— Start Data supplied —

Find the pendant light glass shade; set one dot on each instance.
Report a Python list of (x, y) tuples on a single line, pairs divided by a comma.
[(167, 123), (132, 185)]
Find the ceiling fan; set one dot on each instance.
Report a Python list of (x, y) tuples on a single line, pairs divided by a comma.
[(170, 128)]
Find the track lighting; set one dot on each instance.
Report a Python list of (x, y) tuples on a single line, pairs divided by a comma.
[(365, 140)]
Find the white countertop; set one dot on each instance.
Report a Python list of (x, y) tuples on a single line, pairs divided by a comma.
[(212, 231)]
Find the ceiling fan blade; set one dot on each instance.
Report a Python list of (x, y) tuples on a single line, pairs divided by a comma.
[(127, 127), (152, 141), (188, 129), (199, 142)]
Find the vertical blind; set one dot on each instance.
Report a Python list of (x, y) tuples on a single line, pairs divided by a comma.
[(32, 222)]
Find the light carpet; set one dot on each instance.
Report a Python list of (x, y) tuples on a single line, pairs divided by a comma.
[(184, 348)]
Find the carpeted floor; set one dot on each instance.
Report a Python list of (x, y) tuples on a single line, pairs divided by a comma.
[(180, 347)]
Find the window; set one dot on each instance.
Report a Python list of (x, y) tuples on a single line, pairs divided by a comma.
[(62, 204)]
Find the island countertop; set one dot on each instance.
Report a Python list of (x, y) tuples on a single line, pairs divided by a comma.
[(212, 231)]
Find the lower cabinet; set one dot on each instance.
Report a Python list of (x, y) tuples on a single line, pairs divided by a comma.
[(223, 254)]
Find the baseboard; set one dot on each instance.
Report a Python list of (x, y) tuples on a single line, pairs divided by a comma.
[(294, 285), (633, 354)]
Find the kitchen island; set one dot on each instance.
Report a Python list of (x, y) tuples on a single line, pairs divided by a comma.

— End Data supplied —

### What is required
Rewrite the stretch of the records from the line containing "Find the ceiling fan blade;" through the line containing "[(127, 127), (152, 141), (188, 129), (199, 142)]", replacing "ceiling fan blade" with "fan blade" and leaving everything else unchanged.

### Result of the task
Find the fan blade; set one dot on each instance.
Report a Python list of (x, y) tuples on a single line, pairs divided by a comma.
[(127, 127), (152, 141), (188, 129), (199, 142)]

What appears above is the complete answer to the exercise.